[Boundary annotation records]
— Begin —

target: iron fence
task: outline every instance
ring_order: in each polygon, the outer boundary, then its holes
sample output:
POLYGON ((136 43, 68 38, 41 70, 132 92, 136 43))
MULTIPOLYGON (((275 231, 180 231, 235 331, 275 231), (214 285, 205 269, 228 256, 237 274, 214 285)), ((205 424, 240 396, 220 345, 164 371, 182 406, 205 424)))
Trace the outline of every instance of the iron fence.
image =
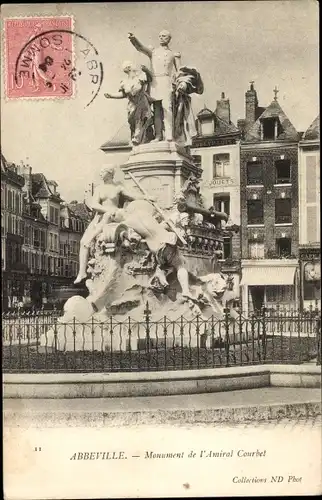
POLYGON ((245 316, 141 321, 76 319, 57 311, 2 316, 4 372, 183 370, 265 363, 321 363, 320 311, 263 309, 245 316))

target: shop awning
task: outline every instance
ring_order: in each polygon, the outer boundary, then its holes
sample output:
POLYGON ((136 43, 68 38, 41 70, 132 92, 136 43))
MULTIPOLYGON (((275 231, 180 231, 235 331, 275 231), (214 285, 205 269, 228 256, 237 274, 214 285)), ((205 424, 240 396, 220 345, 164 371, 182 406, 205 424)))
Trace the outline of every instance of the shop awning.
POLYGON ((246 267, 242 271, 241 285, 293 285, 296 266, 246 267))

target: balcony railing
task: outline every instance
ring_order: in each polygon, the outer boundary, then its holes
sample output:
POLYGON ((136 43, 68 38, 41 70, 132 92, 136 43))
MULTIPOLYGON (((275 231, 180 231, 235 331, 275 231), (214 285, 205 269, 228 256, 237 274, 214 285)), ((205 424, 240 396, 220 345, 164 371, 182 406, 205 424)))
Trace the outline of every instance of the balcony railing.
POLYGON ((247 177, 247 186, 252 186, 252 185, 261 185, 263 184, 263 179, 260 178, 260 179, 255 179, 255 178, 252 178, 252 177, 247 177))
POLYGON ((264 224, 264 218, 263 217, 251 217, 248 219, 247 224, 249 224, 249 225, 264 224))
POLYGON ((318 310, 263 309, 222 319, 167 317, 64 322, 51 315, 5 315, 5 372, 186 370, 266 363, 321 364, 318 310))
POLYGON ((290 224, 292 222, 292 215, 276 215, 275 224, 290 224))
POLYGON ((290 177, 277 177, 276 184, 291 184, 290 177))

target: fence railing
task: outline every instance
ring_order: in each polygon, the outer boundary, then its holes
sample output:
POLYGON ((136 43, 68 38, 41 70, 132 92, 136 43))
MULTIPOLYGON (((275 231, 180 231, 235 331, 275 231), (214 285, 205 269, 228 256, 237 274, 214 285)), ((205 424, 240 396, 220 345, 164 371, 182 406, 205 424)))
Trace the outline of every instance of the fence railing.
POLYGON ((183 370, 265 363, 321 363, 320 312, 261 310, 221 319, 62 321, 51 311, 3 315, 5 372, 183 370))

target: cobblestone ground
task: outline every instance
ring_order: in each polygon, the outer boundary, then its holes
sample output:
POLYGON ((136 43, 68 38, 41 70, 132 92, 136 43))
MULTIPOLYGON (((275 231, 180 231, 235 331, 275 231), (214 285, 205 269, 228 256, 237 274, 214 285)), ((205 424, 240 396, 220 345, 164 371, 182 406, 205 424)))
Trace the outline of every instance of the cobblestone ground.
POLYGON ((6 399, 4 425, 46 427, 179 425, 321 426, 320 389, 262 388, 223 393, 105 399, 6 399))

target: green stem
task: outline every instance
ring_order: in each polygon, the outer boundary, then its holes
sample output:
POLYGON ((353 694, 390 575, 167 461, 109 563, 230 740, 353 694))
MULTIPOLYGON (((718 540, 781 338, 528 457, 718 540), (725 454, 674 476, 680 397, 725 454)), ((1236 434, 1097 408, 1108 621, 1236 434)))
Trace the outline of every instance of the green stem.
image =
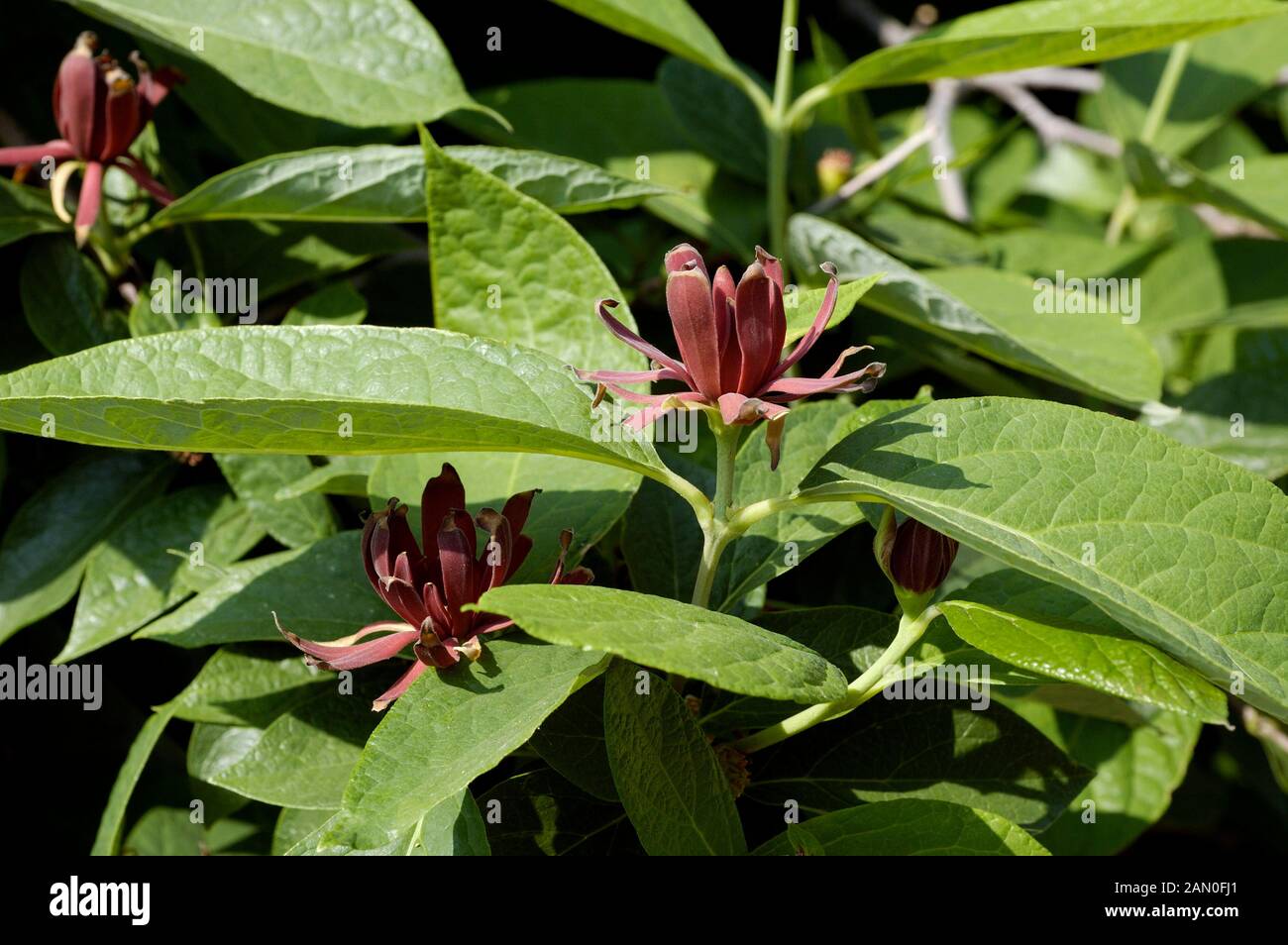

— End —

• SHORT EXERCISE:
Retype the entire listing above word for word, leaving out the pictures.

• TASK RESPONSE:
target: iron fence
task: outline every instance
ring_order: in each polygon, the outer boundary, then its holes
sample output:
POLYGON ((136 43, 68 38, 41 70, 132 92, 136 43))
MULTIPOLYGON (((275 231, 180 231, 235 331, 275 231), (214 285, 205 269, 228 256, 237 274, 214 285)), ((205 424, 240 396, 220 345, 164 371, 182 406, 205 424)))
Trace the outline of every instance of the iron fence.
image =
POLYGON ((245 316, 141 321, 76 319, 57 311, 2 316, 4 372, 183 370, 265 363, 321 363, 320 311, 263 309, 245 316))

target: shop awning
task: outline every instance
ring_order: in each polygon, the outer boundary, then its holes
sample output:
POLYGON ((136 43, 68 38, 41 70, 132 92, 136 43))
MULTIPOLYGON (((275 231, 180 231, 235 331, 275 231), (214 285, 205 269, 228 256, 237 274, 214 285)), ((205 424, 240 396, 220 345, 164 371, 182 406, 205 424)))
Trace the outline of every instance of the shop awning.
POLYGON ((246 267, 242 271, 241 285, 293 285, 296 266, 246 267))

target: balcony railing
task: outline every instance
ring_order: in each polygon, the outer boundary, then its holes
sample output:
POLYGON ((136 43, 68 38, 41 70, 132 92, 136 43))
MULTIPOLYGON (((275 231, 180 231, 235 331, 275 231), (214 285, 205 269, 228 256, 237 274, 214 285)), ((205 424, 240 396, 220 345, 164 371, 182 406, 205 424)))
Trace the outline of every instance of the balcony railing.
POLYGON ((247 177, 247 186, 252 186, 252 185, 261 185, 263 184, 263 179, 260 178, 260 179, 255 179, 255 178, 252 178, 252 177, 247 177))
POLYGON ((264 224, 264 218, 263 217, 251 217, 248 219, 247 224, 249 224, 249 225, 264 224))
POLYGON ((318 310, 263 309, 222 319, 167 317, 64 322, 51 315, 5 315, 5 372, 186 370, 266 363, 321 364, 318 310))
POLYGON ((290 224, 292 222, 292 215, 276 215, 275 224, 290 224))
POLYGON ((290 177, 277 177, 276 184, 291 184, 290 177))

target: fence railing
task: outline every instance
ring_order: in each polygon, the outer boundary, then its holes
sample output:
POLYGON ((136 43, 68 38, 41 70, 132 92, 136 43))
MULTIPOLYGON (((275 231, 180 231, 235 331, 275 231), (214 285, 205 269, 228 256, 237 274, 214 285)), ((205 424, 240 396, 220 345, 164 371, 182 406, 205 424)))
Trace the outline of every instance of the fence railing.
POLYGON ((183 370, 265 363, 321 363, 320 312, 261 310, 221 319, 62 321, 51 311, 3 315, 5 372, 183 370))

target: cobblestone ground
task: outline every instance
ring_order: in each polygon, the outer boundary, then its holes
sample output:
POLYGON ((136 43, 68 38, 41 70, 132 92, 136 43))
MULTIPOLYGON (((275 231, 180 231, 235 331, 275 231), (214 285, 205 269, 228 256, 237 274, 214 285)), ((205 424, 240 396, 220 345, 164 371, 182 406, 205 424)))
Trace the outline of every instance of the cobblestone ground.
POLYGON ((6 399, 4 425, 46 427, 179 425, 321 426, 320 389, 262 388, 223 393, 105 399, 6 399))

target: green stem
task: outline every instance
ring_order: in each polygon, the outer boundary, then its holes
sample output:
POLYGON ((353 694, 390 575, 167 461, 109 563, 230 740, 353 694))
MULTIPOLYGON (((718 540, 781 338, 528 457, 718 540), (725 454, 674 476, 680 397, 725 454)), ((1236 434, 1097 408, 1108 621, 1236 434)))
Trace the outline of every instance of the green stem.
image =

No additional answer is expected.